** TO DO **
Which lines in the records below contain the word "building"? Identify each of them and copy it in full.

Bounding-box records:

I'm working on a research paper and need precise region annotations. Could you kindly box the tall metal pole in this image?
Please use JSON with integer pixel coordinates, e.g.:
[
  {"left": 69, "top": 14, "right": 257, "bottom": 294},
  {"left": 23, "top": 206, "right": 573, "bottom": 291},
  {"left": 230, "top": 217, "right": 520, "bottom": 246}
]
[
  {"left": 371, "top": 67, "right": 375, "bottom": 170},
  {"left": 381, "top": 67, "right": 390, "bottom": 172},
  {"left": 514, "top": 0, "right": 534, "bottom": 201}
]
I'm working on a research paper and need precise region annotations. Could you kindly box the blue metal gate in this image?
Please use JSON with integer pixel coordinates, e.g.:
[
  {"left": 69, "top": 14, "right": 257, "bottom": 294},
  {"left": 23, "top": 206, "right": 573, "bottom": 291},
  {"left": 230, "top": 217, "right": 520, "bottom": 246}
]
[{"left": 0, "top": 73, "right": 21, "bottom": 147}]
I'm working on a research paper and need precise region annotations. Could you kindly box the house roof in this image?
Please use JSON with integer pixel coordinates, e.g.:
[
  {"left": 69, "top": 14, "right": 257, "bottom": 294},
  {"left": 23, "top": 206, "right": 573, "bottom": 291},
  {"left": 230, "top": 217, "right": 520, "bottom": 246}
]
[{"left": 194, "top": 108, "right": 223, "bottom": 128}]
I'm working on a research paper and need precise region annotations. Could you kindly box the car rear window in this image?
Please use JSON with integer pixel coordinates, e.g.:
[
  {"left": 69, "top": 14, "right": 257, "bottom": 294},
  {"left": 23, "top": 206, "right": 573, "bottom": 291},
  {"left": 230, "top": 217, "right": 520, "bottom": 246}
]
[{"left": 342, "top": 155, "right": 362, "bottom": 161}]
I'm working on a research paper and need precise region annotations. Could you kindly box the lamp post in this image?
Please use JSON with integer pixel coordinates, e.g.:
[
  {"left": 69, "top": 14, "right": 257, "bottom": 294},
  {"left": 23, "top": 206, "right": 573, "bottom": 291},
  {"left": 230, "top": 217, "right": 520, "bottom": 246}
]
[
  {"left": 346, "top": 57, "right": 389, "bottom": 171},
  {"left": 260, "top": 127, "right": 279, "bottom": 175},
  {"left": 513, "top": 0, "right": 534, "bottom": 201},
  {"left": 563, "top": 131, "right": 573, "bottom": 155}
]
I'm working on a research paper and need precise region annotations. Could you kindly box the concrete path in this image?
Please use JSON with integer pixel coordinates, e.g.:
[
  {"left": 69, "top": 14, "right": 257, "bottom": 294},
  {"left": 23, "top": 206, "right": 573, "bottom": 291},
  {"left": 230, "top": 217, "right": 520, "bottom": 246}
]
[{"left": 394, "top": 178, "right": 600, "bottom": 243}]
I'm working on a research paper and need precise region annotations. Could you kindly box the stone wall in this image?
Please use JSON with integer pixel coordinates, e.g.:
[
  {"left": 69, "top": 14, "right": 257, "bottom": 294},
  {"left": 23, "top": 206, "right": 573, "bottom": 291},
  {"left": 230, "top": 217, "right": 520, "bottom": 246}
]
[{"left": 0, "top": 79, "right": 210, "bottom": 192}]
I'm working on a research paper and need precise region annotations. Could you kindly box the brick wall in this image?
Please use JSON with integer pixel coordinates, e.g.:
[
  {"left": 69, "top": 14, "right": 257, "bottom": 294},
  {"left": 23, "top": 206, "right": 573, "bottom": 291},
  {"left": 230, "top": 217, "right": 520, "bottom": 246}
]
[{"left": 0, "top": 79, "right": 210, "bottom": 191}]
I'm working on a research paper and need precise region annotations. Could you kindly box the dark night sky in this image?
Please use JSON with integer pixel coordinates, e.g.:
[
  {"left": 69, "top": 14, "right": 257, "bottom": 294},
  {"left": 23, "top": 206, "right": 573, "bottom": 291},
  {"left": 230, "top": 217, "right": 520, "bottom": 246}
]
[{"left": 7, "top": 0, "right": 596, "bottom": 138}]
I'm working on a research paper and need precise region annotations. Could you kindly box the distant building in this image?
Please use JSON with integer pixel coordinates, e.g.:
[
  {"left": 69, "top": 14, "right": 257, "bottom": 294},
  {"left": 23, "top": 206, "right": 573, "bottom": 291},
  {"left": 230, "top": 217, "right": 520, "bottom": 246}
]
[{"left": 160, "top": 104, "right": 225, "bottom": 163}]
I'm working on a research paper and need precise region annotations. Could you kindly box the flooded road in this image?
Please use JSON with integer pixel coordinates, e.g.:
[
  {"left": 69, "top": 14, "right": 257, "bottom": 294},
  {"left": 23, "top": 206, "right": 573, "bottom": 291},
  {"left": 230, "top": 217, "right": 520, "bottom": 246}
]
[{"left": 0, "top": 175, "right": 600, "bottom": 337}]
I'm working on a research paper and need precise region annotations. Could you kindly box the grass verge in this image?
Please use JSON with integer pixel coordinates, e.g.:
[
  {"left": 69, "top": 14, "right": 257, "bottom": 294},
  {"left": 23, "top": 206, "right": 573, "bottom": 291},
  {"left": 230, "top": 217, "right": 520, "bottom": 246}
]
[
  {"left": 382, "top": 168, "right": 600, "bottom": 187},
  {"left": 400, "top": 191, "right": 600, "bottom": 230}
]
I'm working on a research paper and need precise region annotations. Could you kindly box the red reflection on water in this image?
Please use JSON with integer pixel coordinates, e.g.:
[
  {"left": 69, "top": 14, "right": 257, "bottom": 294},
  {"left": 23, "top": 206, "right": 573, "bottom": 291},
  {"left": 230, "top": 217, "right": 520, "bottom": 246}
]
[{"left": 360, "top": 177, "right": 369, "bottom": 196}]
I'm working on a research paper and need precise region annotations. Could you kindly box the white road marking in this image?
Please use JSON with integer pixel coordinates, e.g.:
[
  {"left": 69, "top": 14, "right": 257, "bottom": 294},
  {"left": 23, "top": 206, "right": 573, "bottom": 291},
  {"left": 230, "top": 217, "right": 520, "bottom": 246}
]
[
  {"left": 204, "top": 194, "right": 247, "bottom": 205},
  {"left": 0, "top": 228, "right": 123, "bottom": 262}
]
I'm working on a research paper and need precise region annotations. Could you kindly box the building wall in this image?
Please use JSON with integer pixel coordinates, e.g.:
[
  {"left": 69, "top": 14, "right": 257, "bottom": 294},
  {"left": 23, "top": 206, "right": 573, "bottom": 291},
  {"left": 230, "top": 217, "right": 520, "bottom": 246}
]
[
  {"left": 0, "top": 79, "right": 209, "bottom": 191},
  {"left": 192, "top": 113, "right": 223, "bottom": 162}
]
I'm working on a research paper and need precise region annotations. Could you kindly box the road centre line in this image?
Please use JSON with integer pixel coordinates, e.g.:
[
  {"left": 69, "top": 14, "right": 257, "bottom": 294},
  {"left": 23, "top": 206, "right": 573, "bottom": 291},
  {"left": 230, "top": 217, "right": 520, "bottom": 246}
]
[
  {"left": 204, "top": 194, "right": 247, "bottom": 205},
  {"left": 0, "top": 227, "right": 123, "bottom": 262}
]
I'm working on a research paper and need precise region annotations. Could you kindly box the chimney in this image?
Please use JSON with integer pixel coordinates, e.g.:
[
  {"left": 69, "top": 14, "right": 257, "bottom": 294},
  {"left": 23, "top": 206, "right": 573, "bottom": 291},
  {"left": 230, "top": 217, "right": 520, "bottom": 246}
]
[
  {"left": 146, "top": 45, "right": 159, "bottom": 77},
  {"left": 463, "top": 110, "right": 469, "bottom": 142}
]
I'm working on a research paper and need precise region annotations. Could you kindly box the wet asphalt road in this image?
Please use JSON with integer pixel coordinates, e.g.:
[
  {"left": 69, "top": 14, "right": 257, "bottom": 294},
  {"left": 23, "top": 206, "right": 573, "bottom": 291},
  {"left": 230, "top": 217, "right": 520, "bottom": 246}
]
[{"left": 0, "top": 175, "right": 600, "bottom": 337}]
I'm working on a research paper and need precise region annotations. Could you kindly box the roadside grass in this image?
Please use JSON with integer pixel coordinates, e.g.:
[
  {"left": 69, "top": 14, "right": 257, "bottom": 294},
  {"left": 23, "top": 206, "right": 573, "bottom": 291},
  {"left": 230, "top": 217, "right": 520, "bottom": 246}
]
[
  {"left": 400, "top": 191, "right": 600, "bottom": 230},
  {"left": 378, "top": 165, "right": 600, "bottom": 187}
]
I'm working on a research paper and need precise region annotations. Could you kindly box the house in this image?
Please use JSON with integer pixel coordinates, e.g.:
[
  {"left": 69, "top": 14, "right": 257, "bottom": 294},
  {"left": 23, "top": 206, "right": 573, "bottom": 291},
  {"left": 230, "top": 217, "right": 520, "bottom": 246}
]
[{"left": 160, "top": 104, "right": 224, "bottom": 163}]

** CORRECT ANSWER **
I'm working on a research paper and need precise region annotations. Could you kindly box the distant building in this image?
I'm working on a research paper and need precise region annotations. Could you kindly box the building wall in this image?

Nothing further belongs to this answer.